Lines of data:
-- BEGIN --

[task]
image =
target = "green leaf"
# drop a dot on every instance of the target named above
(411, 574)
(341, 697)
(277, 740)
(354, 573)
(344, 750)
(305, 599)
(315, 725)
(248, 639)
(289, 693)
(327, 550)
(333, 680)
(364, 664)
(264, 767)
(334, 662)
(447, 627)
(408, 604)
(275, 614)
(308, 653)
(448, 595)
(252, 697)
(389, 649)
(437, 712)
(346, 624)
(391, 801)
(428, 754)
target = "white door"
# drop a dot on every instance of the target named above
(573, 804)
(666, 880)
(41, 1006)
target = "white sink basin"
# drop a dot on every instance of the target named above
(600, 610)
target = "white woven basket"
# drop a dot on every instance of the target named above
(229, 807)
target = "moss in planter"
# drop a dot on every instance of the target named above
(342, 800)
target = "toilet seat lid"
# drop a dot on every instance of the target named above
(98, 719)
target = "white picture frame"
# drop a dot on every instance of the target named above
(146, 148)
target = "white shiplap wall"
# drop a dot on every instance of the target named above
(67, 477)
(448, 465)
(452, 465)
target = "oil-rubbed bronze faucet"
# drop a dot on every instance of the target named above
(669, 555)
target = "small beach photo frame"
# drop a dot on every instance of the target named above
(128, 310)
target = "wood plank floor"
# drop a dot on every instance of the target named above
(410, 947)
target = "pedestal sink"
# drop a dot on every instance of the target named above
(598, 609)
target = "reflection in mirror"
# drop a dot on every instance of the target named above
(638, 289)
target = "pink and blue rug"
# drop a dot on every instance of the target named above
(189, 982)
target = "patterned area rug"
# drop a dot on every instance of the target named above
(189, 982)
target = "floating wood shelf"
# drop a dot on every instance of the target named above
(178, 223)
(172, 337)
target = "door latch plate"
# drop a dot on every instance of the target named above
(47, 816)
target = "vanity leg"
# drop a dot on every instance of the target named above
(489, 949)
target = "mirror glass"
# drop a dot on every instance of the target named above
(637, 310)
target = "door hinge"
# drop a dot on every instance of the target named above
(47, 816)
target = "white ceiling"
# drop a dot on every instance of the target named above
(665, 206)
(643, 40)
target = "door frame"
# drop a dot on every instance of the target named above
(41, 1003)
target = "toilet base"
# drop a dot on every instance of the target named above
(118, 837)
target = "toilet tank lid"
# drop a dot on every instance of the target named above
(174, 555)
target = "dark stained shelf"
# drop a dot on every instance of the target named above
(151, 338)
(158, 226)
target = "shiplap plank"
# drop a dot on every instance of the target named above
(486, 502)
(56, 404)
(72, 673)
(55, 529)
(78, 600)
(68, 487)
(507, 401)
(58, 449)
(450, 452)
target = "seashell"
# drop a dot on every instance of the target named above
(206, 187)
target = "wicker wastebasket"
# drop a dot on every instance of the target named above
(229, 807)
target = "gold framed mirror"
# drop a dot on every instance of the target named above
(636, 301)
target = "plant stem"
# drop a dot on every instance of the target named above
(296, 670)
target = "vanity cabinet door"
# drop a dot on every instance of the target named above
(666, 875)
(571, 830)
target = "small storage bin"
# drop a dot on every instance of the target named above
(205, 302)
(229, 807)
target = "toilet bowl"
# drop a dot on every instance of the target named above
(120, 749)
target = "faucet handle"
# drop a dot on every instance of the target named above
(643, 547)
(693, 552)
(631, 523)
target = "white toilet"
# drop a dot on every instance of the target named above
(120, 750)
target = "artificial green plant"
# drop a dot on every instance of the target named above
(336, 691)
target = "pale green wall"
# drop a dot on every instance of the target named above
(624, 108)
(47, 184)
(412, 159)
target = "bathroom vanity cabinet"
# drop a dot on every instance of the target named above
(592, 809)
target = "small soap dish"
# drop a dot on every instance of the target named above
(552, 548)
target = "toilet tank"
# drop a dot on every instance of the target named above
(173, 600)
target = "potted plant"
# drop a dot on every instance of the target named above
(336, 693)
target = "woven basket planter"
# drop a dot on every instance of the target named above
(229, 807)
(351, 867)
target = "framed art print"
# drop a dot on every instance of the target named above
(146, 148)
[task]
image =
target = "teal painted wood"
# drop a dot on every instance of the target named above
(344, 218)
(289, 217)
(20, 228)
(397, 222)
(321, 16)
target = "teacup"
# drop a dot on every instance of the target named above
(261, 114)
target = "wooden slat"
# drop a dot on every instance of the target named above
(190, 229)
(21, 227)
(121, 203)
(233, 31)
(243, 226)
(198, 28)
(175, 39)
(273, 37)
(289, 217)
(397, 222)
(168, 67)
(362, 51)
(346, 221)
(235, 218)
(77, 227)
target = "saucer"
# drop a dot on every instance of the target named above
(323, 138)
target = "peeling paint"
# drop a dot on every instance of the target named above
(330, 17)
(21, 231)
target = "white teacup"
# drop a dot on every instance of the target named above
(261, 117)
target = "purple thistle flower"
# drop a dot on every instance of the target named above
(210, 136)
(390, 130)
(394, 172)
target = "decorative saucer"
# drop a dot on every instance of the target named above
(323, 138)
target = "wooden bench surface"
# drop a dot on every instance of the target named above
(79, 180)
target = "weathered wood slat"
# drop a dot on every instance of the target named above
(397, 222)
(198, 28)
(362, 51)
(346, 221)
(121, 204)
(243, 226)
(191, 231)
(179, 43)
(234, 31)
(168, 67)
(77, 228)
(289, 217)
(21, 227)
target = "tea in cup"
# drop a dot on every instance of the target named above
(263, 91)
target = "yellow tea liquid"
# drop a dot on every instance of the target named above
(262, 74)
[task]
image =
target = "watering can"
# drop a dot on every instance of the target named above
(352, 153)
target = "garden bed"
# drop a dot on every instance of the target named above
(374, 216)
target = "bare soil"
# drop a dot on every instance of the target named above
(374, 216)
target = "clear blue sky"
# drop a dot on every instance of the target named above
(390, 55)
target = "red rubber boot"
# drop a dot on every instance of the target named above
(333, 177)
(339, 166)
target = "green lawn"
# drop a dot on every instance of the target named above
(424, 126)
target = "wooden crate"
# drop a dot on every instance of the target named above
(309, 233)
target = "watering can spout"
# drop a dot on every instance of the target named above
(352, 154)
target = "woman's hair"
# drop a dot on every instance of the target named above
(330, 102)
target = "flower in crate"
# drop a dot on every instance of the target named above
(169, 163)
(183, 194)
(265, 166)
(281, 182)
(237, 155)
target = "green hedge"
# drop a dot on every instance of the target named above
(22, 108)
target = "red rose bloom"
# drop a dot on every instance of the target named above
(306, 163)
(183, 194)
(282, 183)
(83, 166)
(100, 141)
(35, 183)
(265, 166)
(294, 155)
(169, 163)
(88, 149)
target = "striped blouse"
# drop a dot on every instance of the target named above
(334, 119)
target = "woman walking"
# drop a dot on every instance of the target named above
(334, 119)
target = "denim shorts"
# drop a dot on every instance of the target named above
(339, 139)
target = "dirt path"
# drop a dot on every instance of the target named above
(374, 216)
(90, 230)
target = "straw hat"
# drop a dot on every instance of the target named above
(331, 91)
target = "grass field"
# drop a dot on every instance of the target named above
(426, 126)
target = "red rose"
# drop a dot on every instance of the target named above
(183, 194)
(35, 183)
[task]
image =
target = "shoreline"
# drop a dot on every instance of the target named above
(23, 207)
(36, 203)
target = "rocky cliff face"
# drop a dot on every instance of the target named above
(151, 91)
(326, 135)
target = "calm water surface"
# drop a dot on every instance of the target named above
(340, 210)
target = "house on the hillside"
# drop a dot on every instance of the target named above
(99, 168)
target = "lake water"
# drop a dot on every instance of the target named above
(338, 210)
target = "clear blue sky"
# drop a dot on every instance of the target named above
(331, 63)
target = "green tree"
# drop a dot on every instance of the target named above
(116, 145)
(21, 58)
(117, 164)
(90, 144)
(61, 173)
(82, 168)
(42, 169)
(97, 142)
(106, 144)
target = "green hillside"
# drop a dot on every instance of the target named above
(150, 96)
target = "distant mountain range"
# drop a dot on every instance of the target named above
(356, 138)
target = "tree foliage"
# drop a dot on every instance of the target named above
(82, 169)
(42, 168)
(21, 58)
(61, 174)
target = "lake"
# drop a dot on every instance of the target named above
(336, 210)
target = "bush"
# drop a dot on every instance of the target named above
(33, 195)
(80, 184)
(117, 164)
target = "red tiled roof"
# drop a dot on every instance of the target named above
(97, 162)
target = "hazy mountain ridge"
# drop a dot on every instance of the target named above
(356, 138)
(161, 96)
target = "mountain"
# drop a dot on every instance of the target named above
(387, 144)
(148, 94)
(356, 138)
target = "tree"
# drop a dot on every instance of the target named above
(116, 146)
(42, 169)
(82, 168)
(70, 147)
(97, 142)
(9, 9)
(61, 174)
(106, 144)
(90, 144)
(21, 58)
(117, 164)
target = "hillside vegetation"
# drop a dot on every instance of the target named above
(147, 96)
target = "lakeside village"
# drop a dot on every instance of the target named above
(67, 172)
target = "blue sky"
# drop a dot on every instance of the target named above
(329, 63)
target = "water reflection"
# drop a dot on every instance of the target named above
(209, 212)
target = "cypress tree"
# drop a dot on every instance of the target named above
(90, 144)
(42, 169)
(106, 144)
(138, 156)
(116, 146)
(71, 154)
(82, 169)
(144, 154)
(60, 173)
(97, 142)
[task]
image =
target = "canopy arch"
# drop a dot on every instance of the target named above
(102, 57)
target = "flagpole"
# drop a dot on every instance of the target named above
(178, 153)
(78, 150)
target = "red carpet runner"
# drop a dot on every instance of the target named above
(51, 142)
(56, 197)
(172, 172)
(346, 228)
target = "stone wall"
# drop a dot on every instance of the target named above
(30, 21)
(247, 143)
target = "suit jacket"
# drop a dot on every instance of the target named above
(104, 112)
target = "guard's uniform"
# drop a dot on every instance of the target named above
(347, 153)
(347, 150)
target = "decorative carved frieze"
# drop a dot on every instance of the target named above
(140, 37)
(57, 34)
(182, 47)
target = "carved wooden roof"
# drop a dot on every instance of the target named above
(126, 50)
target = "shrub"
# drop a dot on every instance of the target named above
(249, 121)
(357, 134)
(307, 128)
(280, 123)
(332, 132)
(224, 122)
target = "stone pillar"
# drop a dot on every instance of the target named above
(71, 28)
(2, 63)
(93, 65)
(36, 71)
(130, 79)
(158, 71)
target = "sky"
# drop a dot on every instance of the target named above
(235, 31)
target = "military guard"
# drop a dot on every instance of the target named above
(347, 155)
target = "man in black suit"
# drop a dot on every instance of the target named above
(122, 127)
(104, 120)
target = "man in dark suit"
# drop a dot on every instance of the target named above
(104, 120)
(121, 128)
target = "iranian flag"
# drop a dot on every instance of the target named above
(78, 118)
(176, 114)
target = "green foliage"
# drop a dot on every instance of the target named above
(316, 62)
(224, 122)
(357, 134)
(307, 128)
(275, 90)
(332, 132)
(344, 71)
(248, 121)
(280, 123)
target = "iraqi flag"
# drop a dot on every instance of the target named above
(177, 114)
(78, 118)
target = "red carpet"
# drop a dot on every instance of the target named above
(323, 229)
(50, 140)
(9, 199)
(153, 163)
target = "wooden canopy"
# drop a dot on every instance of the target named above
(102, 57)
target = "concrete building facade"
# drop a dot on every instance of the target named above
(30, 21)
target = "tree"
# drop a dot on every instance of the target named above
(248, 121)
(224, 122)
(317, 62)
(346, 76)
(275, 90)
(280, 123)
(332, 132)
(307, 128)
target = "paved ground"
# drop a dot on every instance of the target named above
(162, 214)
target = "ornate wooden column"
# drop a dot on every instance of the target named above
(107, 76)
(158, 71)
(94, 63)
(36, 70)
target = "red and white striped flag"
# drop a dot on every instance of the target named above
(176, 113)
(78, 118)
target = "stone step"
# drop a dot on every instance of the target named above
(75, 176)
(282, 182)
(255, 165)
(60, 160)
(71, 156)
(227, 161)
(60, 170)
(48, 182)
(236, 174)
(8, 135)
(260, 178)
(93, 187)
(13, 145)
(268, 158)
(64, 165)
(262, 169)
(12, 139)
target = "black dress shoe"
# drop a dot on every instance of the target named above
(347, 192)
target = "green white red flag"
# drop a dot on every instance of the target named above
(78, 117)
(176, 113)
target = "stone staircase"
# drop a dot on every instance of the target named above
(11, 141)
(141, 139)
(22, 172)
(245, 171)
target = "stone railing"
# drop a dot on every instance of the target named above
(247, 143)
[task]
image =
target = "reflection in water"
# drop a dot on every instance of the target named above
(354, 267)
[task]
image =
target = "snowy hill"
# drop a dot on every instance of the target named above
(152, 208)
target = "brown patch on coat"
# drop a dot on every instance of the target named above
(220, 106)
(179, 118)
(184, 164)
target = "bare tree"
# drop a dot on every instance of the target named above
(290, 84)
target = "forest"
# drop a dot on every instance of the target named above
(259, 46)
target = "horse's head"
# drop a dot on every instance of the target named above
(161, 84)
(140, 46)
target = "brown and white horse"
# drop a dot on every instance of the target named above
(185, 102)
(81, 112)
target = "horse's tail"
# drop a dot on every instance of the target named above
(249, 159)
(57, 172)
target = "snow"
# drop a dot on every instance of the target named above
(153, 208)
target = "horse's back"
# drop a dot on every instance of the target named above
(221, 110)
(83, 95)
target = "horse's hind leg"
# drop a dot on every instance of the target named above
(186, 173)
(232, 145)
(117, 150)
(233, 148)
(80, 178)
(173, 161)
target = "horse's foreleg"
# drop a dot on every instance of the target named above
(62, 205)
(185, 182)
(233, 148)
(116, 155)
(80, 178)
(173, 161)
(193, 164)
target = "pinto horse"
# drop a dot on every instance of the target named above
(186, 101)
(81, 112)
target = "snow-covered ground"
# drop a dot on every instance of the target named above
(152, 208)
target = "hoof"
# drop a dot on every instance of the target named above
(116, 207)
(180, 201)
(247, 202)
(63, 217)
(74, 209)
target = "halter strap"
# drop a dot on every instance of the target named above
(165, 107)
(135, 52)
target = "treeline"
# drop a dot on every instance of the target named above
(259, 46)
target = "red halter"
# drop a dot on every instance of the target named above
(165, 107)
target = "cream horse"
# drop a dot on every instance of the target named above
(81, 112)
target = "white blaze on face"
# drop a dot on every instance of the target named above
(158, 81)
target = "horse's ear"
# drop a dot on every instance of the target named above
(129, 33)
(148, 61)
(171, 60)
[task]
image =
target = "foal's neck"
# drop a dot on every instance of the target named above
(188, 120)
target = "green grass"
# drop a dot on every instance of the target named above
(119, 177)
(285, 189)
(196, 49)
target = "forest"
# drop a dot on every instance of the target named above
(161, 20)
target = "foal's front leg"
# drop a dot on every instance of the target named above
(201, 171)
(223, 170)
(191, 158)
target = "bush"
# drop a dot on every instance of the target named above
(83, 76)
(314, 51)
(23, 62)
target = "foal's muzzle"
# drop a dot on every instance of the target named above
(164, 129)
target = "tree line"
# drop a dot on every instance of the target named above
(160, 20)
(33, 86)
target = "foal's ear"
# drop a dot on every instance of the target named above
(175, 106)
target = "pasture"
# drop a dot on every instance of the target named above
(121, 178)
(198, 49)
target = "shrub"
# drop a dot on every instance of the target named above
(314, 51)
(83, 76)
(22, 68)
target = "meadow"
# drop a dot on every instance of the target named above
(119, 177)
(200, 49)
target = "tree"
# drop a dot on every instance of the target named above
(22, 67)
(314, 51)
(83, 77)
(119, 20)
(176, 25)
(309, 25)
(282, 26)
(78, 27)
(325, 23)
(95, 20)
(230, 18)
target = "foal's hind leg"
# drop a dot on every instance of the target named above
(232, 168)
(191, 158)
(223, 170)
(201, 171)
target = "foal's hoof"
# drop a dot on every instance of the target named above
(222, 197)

-- END --

> INSTRUCTIONS TO FOLLOW
Identify every line in the material above that contains the string "saucer", and copy each of those lines in full.

> FINAL RESULT
target = "saucer"
target = "decorative saucer"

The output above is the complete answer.